◆ WRITTEN PROBLEM
Only those lines running from the line that contains "point: gloved hand, one" through the end of the material are to be written out, each exactly as shown.

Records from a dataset
[start]
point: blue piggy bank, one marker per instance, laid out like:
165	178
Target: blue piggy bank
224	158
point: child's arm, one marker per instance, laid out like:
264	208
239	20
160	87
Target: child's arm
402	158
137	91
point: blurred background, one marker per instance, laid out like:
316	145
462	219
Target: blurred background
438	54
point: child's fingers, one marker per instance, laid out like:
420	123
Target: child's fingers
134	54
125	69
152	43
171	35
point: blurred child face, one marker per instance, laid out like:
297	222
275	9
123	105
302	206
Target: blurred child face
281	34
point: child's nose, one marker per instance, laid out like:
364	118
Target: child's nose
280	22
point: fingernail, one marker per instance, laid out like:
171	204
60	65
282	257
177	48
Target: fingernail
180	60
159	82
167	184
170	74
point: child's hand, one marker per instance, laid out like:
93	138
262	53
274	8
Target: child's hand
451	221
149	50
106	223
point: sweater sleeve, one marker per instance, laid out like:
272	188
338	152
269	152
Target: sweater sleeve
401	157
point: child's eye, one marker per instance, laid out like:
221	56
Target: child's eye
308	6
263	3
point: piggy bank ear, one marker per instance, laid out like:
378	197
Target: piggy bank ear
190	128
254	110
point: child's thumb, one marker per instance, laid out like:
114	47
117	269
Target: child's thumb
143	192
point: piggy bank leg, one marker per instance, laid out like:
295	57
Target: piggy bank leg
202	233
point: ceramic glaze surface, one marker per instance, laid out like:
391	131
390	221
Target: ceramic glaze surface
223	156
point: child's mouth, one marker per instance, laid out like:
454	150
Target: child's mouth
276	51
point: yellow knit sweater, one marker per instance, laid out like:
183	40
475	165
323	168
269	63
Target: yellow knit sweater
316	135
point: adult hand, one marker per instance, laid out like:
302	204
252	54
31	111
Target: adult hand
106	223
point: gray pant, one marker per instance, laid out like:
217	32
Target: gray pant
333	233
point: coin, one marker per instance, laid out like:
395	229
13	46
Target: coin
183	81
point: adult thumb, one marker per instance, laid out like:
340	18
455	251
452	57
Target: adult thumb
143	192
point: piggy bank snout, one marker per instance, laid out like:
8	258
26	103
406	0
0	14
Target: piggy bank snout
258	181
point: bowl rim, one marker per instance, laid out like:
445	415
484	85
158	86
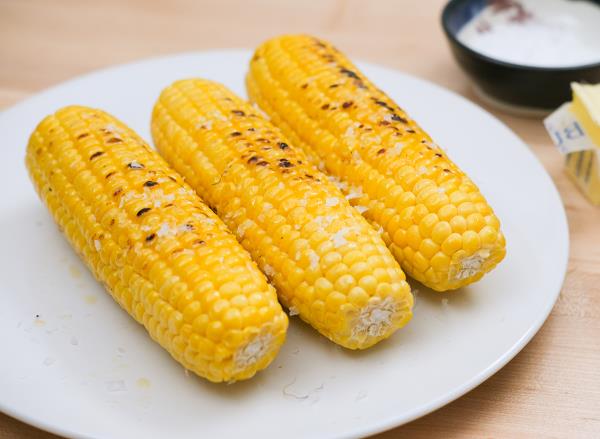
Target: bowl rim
522	67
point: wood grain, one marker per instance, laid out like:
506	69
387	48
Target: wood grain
552	388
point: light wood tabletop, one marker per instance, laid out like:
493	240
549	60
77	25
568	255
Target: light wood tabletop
552	388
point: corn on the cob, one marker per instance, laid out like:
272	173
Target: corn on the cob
432	216
327	263
159	250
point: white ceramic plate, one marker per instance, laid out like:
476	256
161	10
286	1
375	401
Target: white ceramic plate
85	368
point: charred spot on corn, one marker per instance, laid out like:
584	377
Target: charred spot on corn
142	211
349	73
285	163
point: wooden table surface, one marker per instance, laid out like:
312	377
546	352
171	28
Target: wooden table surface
552	388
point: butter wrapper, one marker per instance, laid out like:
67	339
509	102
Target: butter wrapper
566	131
582	155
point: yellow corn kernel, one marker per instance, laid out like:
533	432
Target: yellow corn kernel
297	225
354	131
147	237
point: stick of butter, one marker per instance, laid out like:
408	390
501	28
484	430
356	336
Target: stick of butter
575	130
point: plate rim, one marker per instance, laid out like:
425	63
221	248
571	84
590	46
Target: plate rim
390	422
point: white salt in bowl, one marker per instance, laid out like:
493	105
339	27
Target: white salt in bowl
525	53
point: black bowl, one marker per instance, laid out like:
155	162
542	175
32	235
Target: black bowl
537	87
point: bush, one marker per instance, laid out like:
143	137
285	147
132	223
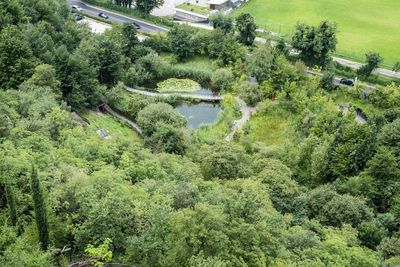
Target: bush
150	116
136	75
179	71
158	42
250	93
170	139
222	80
177	85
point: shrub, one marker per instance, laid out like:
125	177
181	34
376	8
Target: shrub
222	80
250	93
177	85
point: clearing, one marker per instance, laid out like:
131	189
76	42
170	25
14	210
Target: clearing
363	25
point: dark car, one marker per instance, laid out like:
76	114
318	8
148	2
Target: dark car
102	15
137	26
347	82
78	17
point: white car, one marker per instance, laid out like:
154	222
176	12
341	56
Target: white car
76	7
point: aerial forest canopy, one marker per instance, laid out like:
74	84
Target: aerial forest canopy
305	182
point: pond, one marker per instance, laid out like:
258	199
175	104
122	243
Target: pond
199	114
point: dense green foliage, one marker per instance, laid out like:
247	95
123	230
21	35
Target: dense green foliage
303	183
315	43
177	85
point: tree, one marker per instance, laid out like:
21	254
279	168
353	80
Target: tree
327	81
16	58
146	6
281	47
110	59
149	117
78	78
100	254
373	60
45	75
396	66
224	161
10	196
260	63
129	34
315	43
22	253
389	136
181	39
247	28
231	51
371	233
40	209
222	80
344	209
169	139
220	21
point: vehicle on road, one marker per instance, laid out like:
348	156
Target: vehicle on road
347	82
137	26
78	17
76	8
102	15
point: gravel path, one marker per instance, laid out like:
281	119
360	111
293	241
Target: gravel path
133	125
237	124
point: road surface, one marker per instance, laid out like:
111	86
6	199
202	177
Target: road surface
115	17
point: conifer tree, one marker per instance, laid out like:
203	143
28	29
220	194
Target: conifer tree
11	203
40	210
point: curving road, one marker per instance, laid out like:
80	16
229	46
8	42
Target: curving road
116	17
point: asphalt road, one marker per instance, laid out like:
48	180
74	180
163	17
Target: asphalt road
115	17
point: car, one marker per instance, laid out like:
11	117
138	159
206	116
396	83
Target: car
137	26
78	17
347	82
102	15
76	8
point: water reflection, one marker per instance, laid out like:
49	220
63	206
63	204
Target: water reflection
199	114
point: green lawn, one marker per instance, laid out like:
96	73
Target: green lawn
115	128
194	8
363	25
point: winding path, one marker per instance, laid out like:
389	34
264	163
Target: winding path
133	125
237	124
185	95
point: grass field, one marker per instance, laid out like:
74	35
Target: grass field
363	25
115	128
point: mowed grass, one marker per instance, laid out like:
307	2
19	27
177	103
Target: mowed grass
363	25
115	128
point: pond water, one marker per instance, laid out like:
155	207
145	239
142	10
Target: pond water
199	114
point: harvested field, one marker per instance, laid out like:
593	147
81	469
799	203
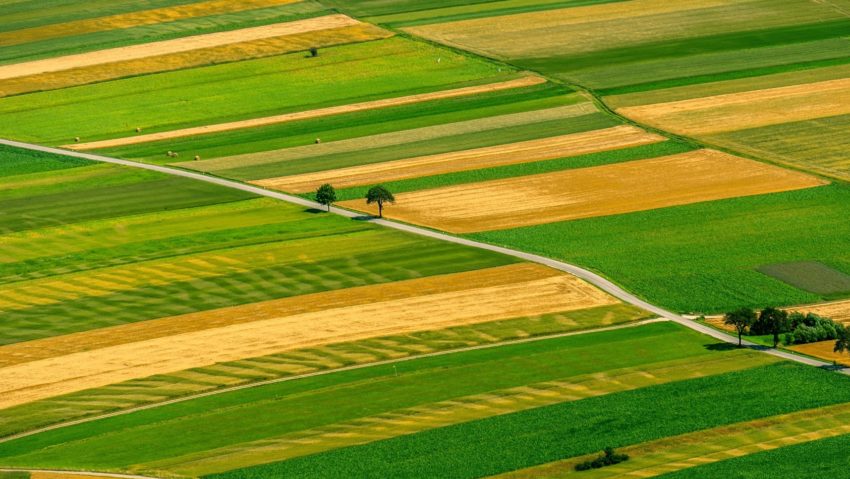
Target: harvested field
500	155
391	139
577	30
698	176
704	447
166	47
739	111
276	326
524	81
204	56
135	19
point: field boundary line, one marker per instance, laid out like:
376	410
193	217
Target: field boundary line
593	278
354	367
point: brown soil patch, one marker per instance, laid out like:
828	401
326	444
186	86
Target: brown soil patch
524	81
179	45
196	58
691	177
740	111
135	19
522	152
272	327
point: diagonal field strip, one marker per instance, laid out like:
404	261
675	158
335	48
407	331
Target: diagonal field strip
704	447
524	81
444	413
600	282
179	45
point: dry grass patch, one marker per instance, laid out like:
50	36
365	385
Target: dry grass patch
166	47
739	111
524	81
280	325
691	177
479	158
135	19
204	56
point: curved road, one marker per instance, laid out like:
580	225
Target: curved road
589	276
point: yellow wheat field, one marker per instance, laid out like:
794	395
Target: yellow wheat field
135	19
751	109
271	327
488	157
178	45
205	56
524	81
691	177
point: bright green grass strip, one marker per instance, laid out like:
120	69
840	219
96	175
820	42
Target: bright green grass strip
255	88
466	141
822	459
351	125
218	421
537	436
703	257
548	166
69	45
14	161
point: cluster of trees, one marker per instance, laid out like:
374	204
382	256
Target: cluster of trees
609	457
793	328
326	195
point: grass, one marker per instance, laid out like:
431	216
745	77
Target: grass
169	386
574	428
218	421
14	161
524	169
823	459
703	257
236	91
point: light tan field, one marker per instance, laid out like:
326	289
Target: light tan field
739	111
691	177
488	157
166	47
272	327
135	19
523	81
205	56
577	30
393	138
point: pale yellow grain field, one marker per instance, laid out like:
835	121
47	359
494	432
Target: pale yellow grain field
271	327
487	157
691	177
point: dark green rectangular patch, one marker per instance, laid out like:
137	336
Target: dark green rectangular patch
810	276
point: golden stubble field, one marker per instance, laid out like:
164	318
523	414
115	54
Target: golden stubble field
173	344
697	176
487	157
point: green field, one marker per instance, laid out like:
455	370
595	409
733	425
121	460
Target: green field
147	440
703	257
236	91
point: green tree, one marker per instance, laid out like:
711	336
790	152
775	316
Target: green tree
380	195
742	319
775	322
326	195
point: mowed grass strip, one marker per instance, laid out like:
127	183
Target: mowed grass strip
197	42
713	445
573	428
243	50
120	442
692	177
134	19
524	81
487	157
273	327
158	388
739	111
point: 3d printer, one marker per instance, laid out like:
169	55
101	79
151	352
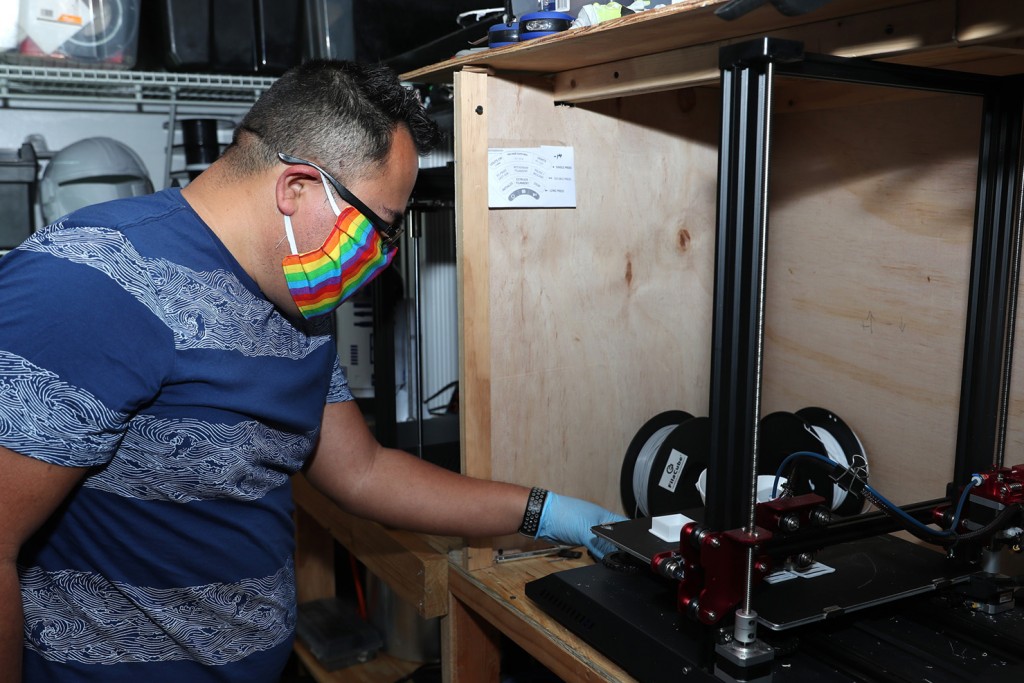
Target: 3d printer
707	596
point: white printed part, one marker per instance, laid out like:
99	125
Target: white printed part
668	527
673	470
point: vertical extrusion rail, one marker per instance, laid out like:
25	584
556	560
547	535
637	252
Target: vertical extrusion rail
737	329
994	279
739	279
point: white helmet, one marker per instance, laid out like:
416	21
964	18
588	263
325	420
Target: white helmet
91	171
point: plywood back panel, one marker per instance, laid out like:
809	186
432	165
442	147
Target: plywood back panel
600	314
870	231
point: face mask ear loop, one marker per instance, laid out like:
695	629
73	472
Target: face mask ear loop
290	235
330	197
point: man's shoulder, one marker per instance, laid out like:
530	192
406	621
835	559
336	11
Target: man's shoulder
123	214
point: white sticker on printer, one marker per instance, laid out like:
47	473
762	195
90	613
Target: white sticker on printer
673	470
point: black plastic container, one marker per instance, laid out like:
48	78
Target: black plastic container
249	37
184	30
17	195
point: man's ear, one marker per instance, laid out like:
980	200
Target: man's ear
293	184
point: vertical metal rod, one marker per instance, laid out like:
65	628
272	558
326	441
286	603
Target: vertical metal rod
416	232
764	110
172	111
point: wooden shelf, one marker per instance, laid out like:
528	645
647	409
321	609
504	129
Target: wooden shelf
415	566
677	45
378	670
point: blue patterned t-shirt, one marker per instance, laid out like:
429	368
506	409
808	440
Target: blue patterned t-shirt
132	342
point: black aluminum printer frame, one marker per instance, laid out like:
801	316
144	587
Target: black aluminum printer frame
748	73
626	616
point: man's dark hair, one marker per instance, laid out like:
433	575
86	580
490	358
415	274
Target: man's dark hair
340	114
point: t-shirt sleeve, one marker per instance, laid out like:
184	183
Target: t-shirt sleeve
339	390
80	352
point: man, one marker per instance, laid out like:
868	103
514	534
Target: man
166	364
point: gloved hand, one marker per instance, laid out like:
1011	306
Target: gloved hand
567	520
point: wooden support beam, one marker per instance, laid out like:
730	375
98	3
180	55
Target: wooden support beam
414	568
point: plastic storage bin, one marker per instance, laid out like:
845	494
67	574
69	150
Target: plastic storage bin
265	37
88	33
17	195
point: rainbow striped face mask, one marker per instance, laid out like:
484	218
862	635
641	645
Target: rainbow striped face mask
322	280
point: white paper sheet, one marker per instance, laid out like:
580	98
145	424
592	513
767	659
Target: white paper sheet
530	177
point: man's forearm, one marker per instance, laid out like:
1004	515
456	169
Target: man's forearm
11	631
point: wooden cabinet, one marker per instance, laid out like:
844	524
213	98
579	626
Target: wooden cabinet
579	325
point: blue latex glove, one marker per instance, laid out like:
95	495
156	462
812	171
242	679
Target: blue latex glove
567	520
[end]
◆ EXERCISE ANSWER
point: gloved hand, one marker per instance, laid out like:
1011	306
Target: gloved hand
567	520
point: wooden support beam, one marker per instance, laid out like:
730	375
98	3
180	55
Target: wooden support beam
414	568
point: plastic storage bin, one marker per instance, laid out like:
845	494
67	574
69	150
Target: plastic storage bin
265	37
88	33
17	195
point: rainbow striped face mask, one marker per instance, laid out like:
484	218
862	635
641	645
Target: rainbow striped face mask
322	280
point: white paper sheet, one marker per instance, laid out like:
580	98
145	424
592	513
767	659
Target: white paper sheet
530	177
point: man's forearm, one marker per instance, laid out like:
1004	515
456	169
Target: man's forearm
11	631
point: wooden cabinet, one marker per instance, laid out like:
844	524
213	98
579	626
Target: wooden cabinet
579	325
point: blue latex glove, one marker per instance, laid out like:
95	495
156	462
812	171
242	679
Target: blue latex glove
567	520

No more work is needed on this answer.